[データセットの項目]

.....

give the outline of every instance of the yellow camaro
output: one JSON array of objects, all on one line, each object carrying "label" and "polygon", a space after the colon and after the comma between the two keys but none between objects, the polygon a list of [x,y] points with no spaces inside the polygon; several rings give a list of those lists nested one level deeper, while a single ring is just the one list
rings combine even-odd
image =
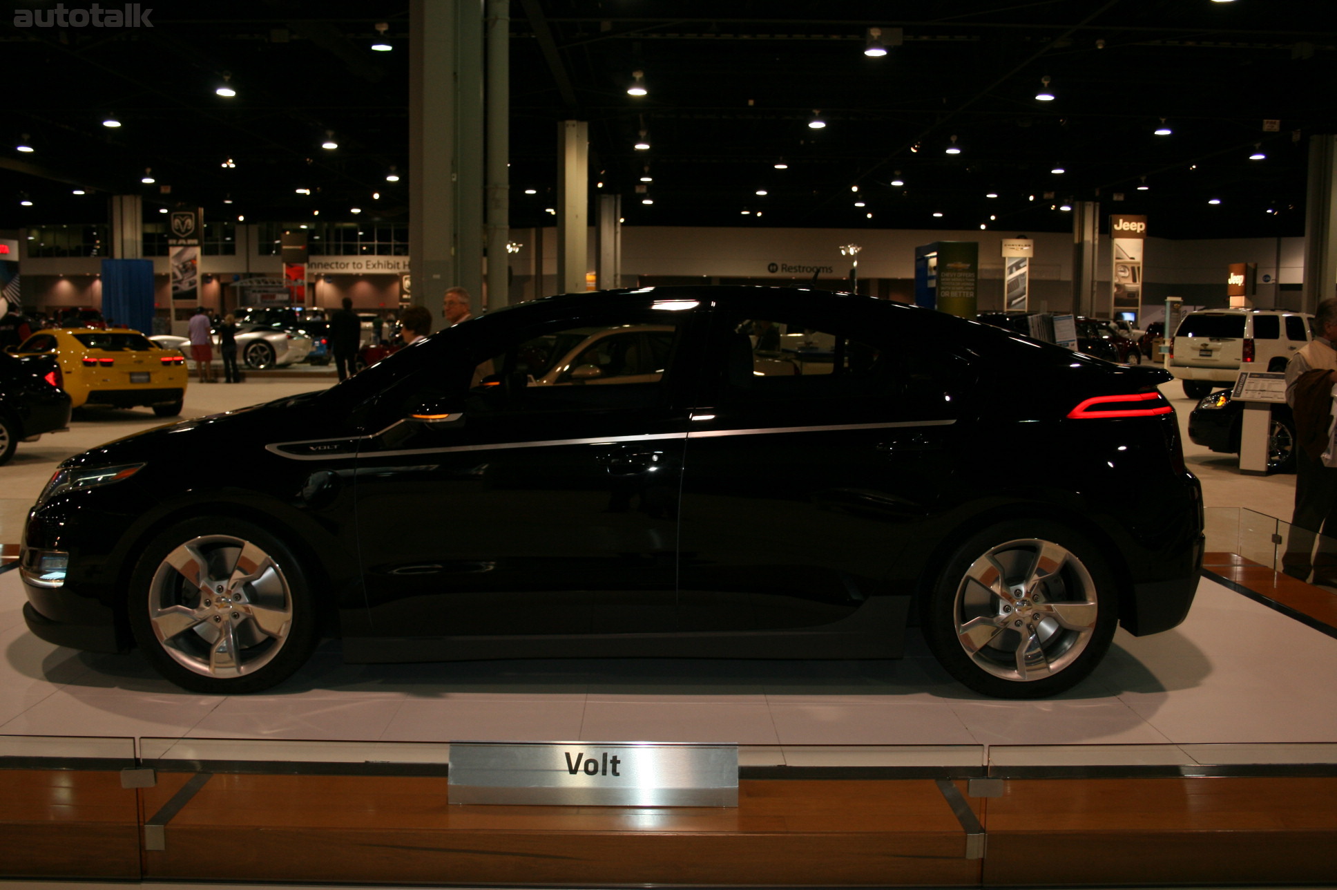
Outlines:
[{"label": "yellow camaro", "polygon": [[180,414],[186,397],[186,357],[128,328],[48,328],[11,352],[51,356],[60,388],[72,407],[148,406],[159,418]]}]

.....

上記の項目をすべて、一字一句変えずに複製してください。ただし、画像は解答から除いてください。

■ **演習の解答**
give the outline of every instance of the yellow camaro
output: one JSON array of objects, all on one line, each object carrying "label" and "polygon", a space after the colon and after the comma between the two keys but none between objects, the polygon a list of [x,y] points with no spaces inside the polygon; several rings give a list of those lists nested one level deeper, while a single ring is just the one list
rings combine even-odd
image =
Outlines:
[{"label": "yellow camaro", "polygon": [[180,414],[186,397],[186,357],[128,328],[48,328],[11,352],[51,356],[60,388],[72,407],[148,406],[159,418]]}]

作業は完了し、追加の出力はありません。